> RAW RECORDS:
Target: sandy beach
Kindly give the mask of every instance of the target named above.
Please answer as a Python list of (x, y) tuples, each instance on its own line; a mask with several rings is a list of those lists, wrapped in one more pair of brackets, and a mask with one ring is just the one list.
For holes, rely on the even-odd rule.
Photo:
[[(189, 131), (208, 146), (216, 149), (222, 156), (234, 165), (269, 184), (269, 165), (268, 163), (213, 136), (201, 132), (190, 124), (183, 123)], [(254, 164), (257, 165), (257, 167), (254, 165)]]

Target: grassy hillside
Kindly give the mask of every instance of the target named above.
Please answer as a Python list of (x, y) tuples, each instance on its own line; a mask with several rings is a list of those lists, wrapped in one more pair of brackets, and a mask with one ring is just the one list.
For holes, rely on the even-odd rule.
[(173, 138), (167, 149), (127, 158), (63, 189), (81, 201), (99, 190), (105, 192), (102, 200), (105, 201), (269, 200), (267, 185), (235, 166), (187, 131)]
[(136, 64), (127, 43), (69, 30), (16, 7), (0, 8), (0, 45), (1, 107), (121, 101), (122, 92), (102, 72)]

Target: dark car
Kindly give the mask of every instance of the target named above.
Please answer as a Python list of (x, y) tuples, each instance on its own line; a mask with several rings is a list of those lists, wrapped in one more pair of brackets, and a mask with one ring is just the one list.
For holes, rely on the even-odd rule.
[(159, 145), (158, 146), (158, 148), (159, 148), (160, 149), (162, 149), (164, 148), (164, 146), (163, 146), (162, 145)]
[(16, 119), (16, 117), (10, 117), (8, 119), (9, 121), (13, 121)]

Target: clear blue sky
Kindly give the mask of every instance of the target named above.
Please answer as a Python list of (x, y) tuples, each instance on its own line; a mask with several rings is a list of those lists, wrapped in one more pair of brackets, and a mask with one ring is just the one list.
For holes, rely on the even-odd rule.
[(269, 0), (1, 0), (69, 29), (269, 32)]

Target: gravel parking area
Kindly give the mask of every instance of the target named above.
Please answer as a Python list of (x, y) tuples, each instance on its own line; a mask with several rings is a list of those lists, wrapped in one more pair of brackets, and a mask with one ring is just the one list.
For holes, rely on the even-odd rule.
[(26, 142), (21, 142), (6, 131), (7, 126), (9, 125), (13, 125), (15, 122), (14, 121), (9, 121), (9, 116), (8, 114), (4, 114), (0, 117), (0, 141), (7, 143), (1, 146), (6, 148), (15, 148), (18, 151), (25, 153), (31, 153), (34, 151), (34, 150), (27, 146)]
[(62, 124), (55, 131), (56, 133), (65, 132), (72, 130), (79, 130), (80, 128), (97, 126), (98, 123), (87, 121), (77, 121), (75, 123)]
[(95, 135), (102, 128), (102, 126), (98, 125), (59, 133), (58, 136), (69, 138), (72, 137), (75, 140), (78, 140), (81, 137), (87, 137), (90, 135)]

> THE REQUEST: Render every line of the material above as a numbered list, leaving out the blank lines.

> RESULT:
1. Target: sandy beach
2. Kindly give the mask of every instance of the target named above.
3. Please answer as a Python list of (x, y) tuples, each instance on its own line; a mask with several rings is a list of those lists, wrapped in one more pair of brackets, and a mask with one ring is just the one list.
4. For holes, rely on the even-odd rule.
5. Photo:
6. [[(189, 131), (208, 146), (216, 149), (222, 156), (234, 165), (269, 184), (269, 165), (268, 163), (213, 136), (201, 132), (190, 124), (183, 123)], [(254, 164), (257, 165), (257, 167), (254, 165)]]
7. Target: grassy hillside
8. Kindly give the mask of every instance of the target named above.
9. Please answer as a Python list of (x, y) tuples, each instance on its own line; a mask with several rings is a list of those lists, wrapped in one more pair of brackets, and a mask with one ring is just the one list.
10. For holes, rely on the even-odd rule.
11. [(173, 138), (167, 149), (127, 158), (63, 189), (81, 201), (99, 190), (105, 192), (102, 200), (105, 201), (269, 200), (267, 185), (235, 166), (187, 131)]
12. [(136, 64), (127, 43), (69, 30), (16, 7), (0, 8), (0, 45), (1, 107), (121, 101), (122, 92), (102, 72)]
13. Target: dark car
14. Kindly give the mask of every instance of the target named above.
15. Please answer as a Python list of (x, y) tuples, each instance on its own line; a mask with several rings is a list of those lists, wrapped in one more pair of brackets, and a mask with one ring is just the one list.
16. For holes, rely on the even-odd rule.
17. [(159, 145), (158, 146), (158, 148), (159, 148), (160, 149), (162, 149), (164, 148), (164, 146), (163, 146), (162, 145)]
18. [(16, 119), (16, 117), (10, 117), (8, 119), (9, 121), (13, 121)]
19. Target: clear blue sky
20. Kindly give the mask of every instance of the target named above.
21. Please answer as a Python list of (x, y) tuples, each instance on its own line; a mask with several rings is a list of those lists, wrapped in one more pair of brackets, and a mask with one ring is just the one list.
22. For holes, rely on the even-odd rule.
23. [(269, 0), (1, 0), (69, 29), (269, 32)]
24. Target: gravel parking area
25. Kindly give the mask of every instance of the target named above.
26. Please answer as a Python list of (x, y) tuples, each instance on its own line; a mask with several rings is a list of those lists, wrapped in one more pair of brackets, and a mask with one ring is just the one list.
27. For holes, rely on the even-odd rule.
28. [(26, 142), (21, 142), (6, 131), (7, 126), (9, 125), (13, 125), (15, 122), (14, 121), (9, 121), (9, 116), (8, 114), (4, 114), (0, 117), (0, 141), (7, 143), (1, 146), (6, 148), (15, 148), (18, 151), (25, 153), (31, 153), (34, 151), (34, 150), (27, 146)]
29. [(62, 124), (55, 131), (56, 133), (65, 132), (72, 130), (79, 130), (80, 128), (97, 126), (98, 123), (87, 121), (77, 121), (75, 123)]
30. [(95, 135), (102, 128), (102, 126), (98, 125), (59, 133), (58, 136), (69, 138), (72, 137), (75, 140), (78, 140), (81, 137), (87, 137), (90, 135)]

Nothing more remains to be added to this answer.